▸ **WHAT YOU ARE ASKED TO DO**: Reproduce the lines below with no changes.

▸ **DATA SHOWN**:
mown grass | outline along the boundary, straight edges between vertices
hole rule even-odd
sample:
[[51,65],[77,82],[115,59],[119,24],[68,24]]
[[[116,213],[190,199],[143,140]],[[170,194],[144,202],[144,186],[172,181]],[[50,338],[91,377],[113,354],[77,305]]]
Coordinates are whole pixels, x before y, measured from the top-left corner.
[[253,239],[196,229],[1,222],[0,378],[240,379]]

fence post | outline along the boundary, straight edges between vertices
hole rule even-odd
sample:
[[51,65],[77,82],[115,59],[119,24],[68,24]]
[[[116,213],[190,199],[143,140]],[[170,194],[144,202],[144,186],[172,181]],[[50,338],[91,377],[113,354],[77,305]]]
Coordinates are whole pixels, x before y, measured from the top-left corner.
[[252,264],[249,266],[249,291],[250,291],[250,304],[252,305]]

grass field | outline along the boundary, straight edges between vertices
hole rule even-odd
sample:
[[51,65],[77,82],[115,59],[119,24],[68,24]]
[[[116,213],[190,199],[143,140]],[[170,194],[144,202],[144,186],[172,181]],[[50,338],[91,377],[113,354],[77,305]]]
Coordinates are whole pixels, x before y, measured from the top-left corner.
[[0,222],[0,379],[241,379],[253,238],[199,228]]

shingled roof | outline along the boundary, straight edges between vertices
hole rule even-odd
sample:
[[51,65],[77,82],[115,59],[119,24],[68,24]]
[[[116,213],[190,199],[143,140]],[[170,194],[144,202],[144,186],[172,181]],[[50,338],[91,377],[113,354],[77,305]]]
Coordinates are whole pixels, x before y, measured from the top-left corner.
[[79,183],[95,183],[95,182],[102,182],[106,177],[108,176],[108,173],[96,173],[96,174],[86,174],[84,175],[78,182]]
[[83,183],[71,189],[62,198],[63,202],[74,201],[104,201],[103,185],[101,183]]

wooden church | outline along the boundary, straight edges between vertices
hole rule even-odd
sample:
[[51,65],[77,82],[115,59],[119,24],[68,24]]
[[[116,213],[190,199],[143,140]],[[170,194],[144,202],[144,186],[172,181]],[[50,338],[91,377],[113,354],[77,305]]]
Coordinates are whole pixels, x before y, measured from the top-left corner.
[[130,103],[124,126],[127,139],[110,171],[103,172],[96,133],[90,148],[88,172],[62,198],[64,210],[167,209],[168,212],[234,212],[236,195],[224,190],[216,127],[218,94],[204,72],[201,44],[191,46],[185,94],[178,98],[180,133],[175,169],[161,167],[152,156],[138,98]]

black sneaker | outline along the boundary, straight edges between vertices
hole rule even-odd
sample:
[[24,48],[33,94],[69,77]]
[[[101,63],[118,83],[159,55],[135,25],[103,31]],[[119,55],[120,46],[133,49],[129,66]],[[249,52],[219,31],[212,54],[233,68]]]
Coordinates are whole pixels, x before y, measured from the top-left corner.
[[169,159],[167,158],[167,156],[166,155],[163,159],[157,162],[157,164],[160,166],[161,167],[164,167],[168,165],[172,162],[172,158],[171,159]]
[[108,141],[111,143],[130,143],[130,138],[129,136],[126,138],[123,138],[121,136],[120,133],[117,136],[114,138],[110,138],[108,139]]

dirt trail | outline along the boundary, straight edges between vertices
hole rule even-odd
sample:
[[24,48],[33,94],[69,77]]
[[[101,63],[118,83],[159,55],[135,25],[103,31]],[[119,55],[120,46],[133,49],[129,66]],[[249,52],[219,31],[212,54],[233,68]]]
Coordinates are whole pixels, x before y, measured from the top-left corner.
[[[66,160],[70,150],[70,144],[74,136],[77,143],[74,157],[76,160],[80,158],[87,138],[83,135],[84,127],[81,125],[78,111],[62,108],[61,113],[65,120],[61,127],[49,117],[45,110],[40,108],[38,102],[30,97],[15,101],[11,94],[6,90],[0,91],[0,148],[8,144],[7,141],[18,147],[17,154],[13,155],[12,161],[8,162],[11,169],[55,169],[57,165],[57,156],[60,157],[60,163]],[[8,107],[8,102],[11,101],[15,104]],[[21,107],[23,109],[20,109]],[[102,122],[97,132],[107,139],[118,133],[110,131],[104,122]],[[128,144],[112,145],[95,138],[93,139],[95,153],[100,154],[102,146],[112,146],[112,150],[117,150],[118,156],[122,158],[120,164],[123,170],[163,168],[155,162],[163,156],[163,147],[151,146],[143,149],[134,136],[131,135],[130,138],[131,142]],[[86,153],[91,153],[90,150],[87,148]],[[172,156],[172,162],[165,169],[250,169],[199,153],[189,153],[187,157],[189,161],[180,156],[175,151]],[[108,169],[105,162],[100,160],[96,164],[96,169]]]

▸ **THE RESULT**:
mown grass | outline along the boundary, straight edges between vertices
hole rule even-odd
sample:
[[51,65],[77,82],[115,59],[119,24],[68,24]]
[[[116,213],[190,199],[143,140]],[[170,194],[144,202],[144,186],[172,181]],[[50,338],[91,377],[113,354],[77,305]]]
Coordinates are whole pixels, x before y, measured from the top-left corner.
[[253,239],[196,229],[1,222],[0,378],[240,379]]

fence post | outline along the boundary, straight edges between vertices
hole rule even-odd
sample:
[[51,65],[77,82],[115,59],[119,24],[68,24]]
[[[116,213],[190,199],[143,140]],[[170,194],[144,202],[144,186],[172,181]],[[50,338],[91,377],[113,354],[77,305]]]
Coordinates are whole pixels, x before y, measured from the top-left corner.
[[252,264],[249,266],[249,291],[250,291],[250,304],[252,305]]

grass field | outline along the boundary, straight edges between vertices
hole rule even-odd
sample:
[[51,65],[77,82],[115,59],[119,24],[68,24]]
[[[116,213],[190,199],[143,140]],[[170,194],[144,202],[144,186],[172,181]],[[50,338],[91,377],[113,354],[77,305]]]
Coordinates are whole pixels, x before y, measured from the top-left corner.
[[0,222],[0,379],[241,379],[253,238],[199,228]]

shingled roof | outline along the boundary, straight edges between vertices
hole rule even-odd
sample:
[[51,65],[77,82],[115,59],[119,24],[68,24]]
[[[116,213],[190,199],[143,140]],[[170,194],[144,202],[144,186],[172,181]],[[50,338],[91,377],[113,354],[77,305]]]
Coordinates are whole pixels, x before y, measured from the top-left corner.
[[79,183],[95,183],[95,182],[102,182],[106,177],[108,176],[108,173],[96,173],[96,174],[86,174],[84,175],[78,182]]
[[83,183],[71,189],[62,198],[63,202],[74,201],[104,201],[103,185],[101,183]]

wooden church | outline along the boundary, straight edges between vertices
hole rule even-odd
sample:
[[51,65],[77,82],[115,59],[119,24],[68,24]]
[[[116,213],[190,199],[143,140]],[[170,194],[144,202],[144,186],[172,181]],[[50,338],[91,377],[113,354],[77,305]]]
Coordinates are whole pixels, x before y, measured from the top-left corner.
[[130,103],[124,126],[127,139],[110,171],[103,172],[96,133],[90,148],[88,172],[62,198],[64,210],[167,209],[168,212],[234,212],[236,195],[224,190],[216,127],[218,94],[204,72],[201,44],[191,46],[185,94],[178,98],[180,133],[175,169],[161,167],[152,156],[138,98]]

black sneaker | outline along the boundary, straight edges between vertices
hole rule even-odd
sample:
[[24,48],[33,94],[69,77]]
[[[101,63],[118,83],[159,55],[135,25],[103,31]],[[119,55],[120,46],[133,49],[129,66]],[[249,52],[219,31],[212,54],[233,68]]]
Coordinates are whole pixels, x before y, measured from the top-left corner.
[[169,159],[167,158],[167,156],[166,155],[163,159],[157,162],[157,164],[160,166],[161,167],[164,167],[168,165],[172,162],[172,158],[171,159]]
[[108,141],[111,143],[130,143],[130,138],[129,136],[126,138],[123,138],[121,136],[120,133],[117,136],[114,138],[110,138],[108,139]]

dirt trail | outline along the boundary, straight edges between vertices
hole rule even-odd
sample:
[[24,48],[33,94],[69,77]]
[[[101,63],[118,83],[159,55],[135,25],[103,31]],[[119,55],[120,46],[133,49],[129,66]],[[249,52],[219,31],[212,54],[233,68]]]
Coordinates are whole pixels, x before y, measured from the top-left corner.
[[[66,160],[70,150],[70,144],[74,136],[77,143],[74,157],[76,160],[80,158],[87,138],[83,135],[84,127],[81,125],[78,111],[62,108],[61,113],[65,120],[61,127],[49,117],[45,110],[40,108],[38,102],[30,97],[15,101],[11,94],[6,90],[0,91],[0,148],[8,144],[7,141],[18,147],[17,154],[13,155],[12,161],[8,162],[11,169],[55,169],[57,165],[57,156],[60,157],[60,163]],[[8,107],[8,102],[11,101],[15,104]],[[21,107],[23,109],[20,109]],[[102,122],[97,132],[107,139],[118,133],[110,131],[104,122]],[[128,144],[112,145],[95,138],[93,139],[95,153],[100,154],[102,146],[112,146],[112,150],[117,150],[118,156],[122,158],[120,164],[123,170],[163,168],[155,162],[163,156],[163,147],[151,146],[143,149],[134,136],[131,135],[130,138],[131,142]],[[86,153],[91,153],[90,150],[87,148]],[[172,156],[172,162],[165,169],[250,169],[199,153],[189,153],[187,157],[189,161],[180,156],[175,151]],[[108,169],[105,162],[100,160],[96,164],[96,169]]]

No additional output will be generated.